▶ **AIM**
Recast as a numbered list the stretch of lines from the one containing "indicate the sandy" through the final line, omitting any blank lines.

+--

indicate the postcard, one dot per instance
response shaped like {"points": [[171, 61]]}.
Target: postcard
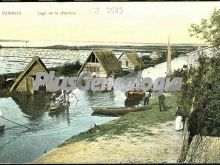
{"points": [[109, 82]]}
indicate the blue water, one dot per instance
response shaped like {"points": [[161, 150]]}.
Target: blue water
{"points": [[19, 145]]}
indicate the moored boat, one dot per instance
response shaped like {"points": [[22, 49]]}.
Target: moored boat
{"points": [[58, 107], [116, 111], [133, 95]]}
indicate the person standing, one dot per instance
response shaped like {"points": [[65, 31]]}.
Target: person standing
{"points": [[161, 99], [147, 97]]}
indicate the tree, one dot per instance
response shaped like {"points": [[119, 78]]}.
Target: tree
{"points": [[208, 29]]}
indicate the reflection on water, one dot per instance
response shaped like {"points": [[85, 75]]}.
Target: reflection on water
{"points": [[32, 106], [19, 145]]}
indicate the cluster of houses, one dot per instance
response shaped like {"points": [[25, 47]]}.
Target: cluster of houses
{"points": [[103, 63]]}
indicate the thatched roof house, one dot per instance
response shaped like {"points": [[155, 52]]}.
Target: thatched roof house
{"points": [[101, 62], [155, 55], [25, 81], [130, 61]]}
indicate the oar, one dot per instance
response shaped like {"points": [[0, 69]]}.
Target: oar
{"points": [[15, 122]]}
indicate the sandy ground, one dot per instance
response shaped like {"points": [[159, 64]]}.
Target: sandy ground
{"points": [[157, 144]]}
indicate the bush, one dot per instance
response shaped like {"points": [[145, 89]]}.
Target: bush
{"points": [[201, 93]]}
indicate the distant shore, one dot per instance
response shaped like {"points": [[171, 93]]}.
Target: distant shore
{"points": [[139, 137], [142, 48]]}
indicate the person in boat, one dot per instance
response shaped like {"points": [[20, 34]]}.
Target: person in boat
{"points": [[161, 100], [147, 97]]}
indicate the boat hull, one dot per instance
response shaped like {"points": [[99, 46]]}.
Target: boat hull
{"points": [[54, 109], [134, 95], [116, 111]]}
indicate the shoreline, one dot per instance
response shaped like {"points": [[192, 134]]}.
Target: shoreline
{"points": [[139, 137], [158, 144]]}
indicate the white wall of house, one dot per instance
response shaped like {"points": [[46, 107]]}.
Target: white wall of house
{"points": [[125, 63], [95, 67]]}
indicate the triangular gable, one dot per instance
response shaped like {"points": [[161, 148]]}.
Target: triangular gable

+--

▶ **WRITTEN RESPONSE**
1. indicate the sandy ground, one dot per instance
2. response shaped like {"points": [[159, 64]]}.
3. Target: sandy ground
4. {"points": [[157, 144]]}
5. indicate the bush, one dot per instance
6. response shaped like {"points": [[145, 89]]}.
7. Target: bush
8. {"points": [[201, 93]]}
9. indicate the distant shore, one dot per instance
10. response shaped like {"points": [[171, 93]]}.
11. Target: distant shore
12. {"points": [[139, 137], [142, 48]]}
13. indicate the person in boat, one dot per instance
14. response shaped like {"points": [[20, 34]]}.
15. Target: person in boat
16. {"points": [[161, 100], [147, 97]]}
17. indicate the boat hull, one dot per instance
18. response shaped like {"points": [[99, 46]]}.
19. Target: boat hull
20. {"points": [[54, 109], [134, 95], [116, 111]]}
21. indicate the shoreline, one dot per instance
22. response shaped like {"points": [[192, 134]]}.
23. Target: shoreline
24. {"points": [[139, 137], [158, 144]]}
25. indicate the white wall of house, one dot per instance
26. response shaped like {"points": [[46, 107]]}.
27. Target: white wall of house
28. {"points": [[125, 63], [95, 67]]}
29. indicate the triangular gable, one dot per instance
30. response shaped like {"points": [[161, 148]]}.
31. Target: triangular gable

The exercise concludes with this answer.